== EXERCISE GOAL ==
Render every line of the material below as a JSON list of strings, one string per line, skipping any blank lines.

● ● ● ● ●

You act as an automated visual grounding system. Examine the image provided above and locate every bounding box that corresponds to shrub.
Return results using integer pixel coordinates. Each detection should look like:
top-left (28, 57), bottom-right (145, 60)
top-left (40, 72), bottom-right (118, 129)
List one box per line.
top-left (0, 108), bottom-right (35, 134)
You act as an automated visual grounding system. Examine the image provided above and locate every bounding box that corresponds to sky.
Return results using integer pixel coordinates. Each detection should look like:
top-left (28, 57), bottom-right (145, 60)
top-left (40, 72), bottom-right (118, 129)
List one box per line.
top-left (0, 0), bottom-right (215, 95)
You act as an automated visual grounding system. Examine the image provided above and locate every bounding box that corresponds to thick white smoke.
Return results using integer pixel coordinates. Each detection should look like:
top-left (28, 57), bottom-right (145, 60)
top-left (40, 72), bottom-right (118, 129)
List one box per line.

● ● ● ● ●

== OUTPUT OF THE EXERCISE ==
[
  "You act as an automated visual grounding system. Examine the image provided above and locate every bounding box that corresponds to shrub.",
  "Return results using integer pixel coordinates. Each detection should look like:",
  "top-left (28, 57), bottom-right (145, 60)",
  "top-left (40, 72), bottom-right (118, 129)",
  "List one box per line.",
  "top-left (0, 108), bottom-right (35, 134)",
  "You act as an automated visual grounding system. Examine the image provided above and locate every bounding box that corresponds to sky.",
  "Return results using integer pixel coordinates. Each detection should look like:",
  "top-left (28, 57), bottom-right (145, 60)",
  "top-left (40, 72), bottom-right (118, 129)",
  "List one box per line.",
  "top-left (0, 0), bottom-right (215, 95)",
  "You act as an automated visual grounding system. Examine the image provided above and locate every bounding box that corresponds to thick white smoke.",
  "Return results using integer pixel coordinates. Each detection should look like:",
  "top-left (28, 57), bottom-right (145, 60)",
  "top-left (40, 72), bottom-right (118, 129)",
  "List one box per line."
]